##### Text #####

Biomarker-Directed Trial for AML or MDS, Safety and Efficacy of BMN 270 for Hemophilia, and more

LEUKEMIA

David Steensma, MD
Dana-Farber Cancer Institute

Controlled Study of Rigosertib Versus Physician’s Choice of Treatment in MDS Patients After Failure of an HMA (INSPIRE) (NCT02562443)

  • Study Design: Randomized, parallel-assignment, open-label safety/efficacy study
  • Study Start Date: October 2015
  • Estimated Study Completion Date: September 2018
  • Study Status: Currently recruiting participants
  • Estimated Enrollment: 225
  • Sponsor: Onconova Therapeutics, Inc.

Patients with myelodysplastic syndromes (MDS) for whom the hypomethylating agents (HMA) azacitidine or decitabine have a poor prognosis have limited treatment options. In a previous study, ONTIME, the multikinase inhibitor rigosertib did not improve survival, compared with conventional care, for patients for whom HMAs fail (median survival = 8.2 months for rigosertib vs. 5.9 months for supportive care with or without low-dose cytarabine). However, patients who were primary-refractory to HMAs seemed to fare better. The INSPIRE study has a similar design to the ONTIME trial but enriches for higher-risk patients with no or transient responses to HMAs.

##### Raw data #####

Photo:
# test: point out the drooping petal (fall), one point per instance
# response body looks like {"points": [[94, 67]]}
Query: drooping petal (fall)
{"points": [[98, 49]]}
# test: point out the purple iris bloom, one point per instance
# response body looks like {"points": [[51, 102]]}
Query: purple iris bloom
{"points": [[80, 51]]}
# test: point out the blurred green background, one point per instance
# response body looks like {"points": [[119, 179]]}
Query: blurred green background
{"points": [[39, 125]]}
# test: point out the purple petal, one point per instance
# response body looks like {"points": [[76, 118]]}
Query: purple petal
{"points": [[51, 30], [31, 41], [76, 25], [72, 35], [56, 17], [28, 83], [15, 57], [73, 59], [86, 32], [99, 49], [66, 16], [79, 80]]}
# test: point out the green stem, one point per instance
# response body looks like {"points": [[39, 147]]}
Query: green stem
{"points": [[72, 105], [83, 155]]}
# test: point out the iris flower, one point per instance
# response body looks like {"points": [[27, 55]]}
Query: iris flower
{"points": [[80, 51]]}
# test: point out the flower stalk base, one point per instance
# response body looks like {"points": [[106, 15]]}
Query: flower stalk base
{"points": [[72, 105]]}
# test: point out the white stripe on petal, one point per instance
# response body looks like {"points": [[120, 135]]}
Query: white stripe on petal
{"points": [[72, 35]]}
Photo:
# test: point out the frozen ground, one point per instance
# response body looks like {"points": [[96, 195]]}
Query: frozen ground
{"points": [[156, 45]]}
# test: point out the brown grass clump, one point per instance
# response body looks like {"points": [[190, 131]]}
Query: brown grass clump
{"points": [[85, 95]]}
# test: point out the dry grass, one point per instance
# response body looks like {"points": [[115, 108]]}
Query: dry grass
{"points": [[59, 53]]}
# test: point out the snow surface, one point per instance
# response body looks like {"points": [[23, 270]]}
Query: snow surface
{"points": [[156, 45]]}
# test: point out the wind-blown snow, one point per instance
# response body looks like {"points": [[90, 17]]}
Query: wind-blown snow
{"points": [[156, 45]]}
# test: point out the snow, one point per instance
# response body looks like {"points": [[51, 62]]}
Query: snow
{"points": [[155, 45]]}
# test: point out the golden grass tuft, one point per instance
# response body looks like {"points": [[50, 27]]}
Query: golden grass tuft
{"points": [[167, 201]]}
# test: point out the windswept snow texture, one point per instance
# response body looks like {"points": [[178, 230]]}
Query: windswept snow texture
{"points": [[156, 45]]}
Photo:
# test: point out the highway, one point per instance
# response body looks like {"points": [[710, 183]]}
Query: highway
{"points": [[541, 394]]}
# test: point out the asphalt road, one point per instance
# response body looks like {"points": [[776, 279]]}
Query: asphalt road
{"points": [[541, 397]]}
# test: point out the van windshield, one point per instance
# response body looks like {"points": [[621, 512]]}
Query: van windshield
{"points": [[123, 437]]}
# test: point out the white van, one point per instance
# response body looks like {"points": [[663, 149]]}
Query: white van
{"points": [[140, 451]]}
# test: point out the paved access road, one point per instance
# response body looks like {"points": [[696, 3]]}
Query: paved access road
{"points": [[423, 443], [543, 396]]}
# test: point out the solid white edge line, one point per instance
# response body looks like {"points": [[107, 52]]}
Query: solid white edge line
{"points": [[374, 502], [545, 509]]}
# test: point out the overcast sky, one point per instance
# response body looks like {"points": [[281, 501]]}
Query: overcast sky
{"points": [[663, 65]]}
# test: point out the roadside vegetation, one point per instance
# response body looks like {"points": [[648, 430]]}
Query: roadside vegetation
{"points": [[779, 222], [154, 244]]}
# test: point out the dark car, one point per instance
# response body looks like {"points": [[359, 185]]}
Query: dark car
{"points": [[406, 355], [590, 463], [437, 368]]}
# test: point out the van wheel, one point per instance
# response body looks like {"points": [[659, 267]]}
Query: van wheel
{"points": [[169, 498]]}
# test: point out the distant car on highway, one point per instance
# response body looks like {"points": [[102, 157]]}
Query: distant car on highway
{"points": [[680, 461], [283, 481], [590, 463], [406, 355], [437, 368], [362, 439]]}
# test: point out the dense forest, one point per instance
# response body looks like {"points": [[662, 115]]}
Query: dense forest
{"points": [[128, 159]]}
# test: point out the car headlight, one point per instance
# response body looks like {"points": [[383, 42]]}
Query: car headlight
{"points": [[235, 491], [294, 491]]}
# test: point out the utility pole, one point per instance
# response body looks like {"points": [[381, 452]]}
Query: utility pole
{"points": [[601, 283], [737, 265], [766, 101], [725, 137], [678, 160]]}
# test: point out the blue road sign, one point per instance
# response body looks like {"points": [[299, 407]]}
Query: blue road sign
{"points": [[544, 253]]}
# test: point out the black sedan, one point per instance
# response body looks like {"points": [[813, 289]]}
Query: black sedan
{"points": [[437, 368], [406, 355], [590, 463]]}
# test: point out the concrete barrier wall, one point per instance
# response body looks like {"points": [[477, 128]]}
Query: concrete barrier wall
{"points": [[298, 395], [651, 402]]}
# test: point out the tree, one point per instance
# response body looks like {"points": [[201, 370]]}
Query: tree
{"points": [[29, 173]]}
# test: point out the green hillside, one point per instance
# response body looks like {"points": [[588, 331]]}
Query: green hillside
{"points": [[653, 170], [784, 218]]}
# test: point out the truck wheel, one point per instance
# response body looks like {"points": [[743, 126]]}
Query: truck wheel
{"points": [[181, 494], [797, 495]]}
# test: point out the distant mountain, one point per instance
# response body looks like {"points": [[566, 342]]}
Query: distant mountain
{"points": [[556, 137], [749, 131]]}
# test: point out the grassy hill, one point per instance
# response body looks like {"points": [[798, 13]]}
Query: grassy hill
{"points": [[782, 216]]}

#####

■ Using the information:
1. Reproduce everything from "Controlled Study of" down to "Onconova Therapeutics, Inc." in the leukemia trial summary, renaming "Estimated" as "Projected" wherever it occurs.
2. Name every drug mentioned in the leukemia trial summary.

■ Written responses:
1.
Controlled Study of Rigosertib Versus Physician’s Choice of Treatment in MDS Patients After Failure of an HMA (INSPIRE) (NCT02562443)

  • Study Design: Randomized, parallel-assignment, open-label safety/efficacy study
  • Study Start Date: October 2015
  • Projected Study Completion Date: September 2018
  • Study Status: Currently recruiting participants
  • Projected Enrollment: 225
  • Sponsor: Onconova Therapeutics, Inc.

2.
- rigosertib
- azacitidine
- decitabine
- cytarabine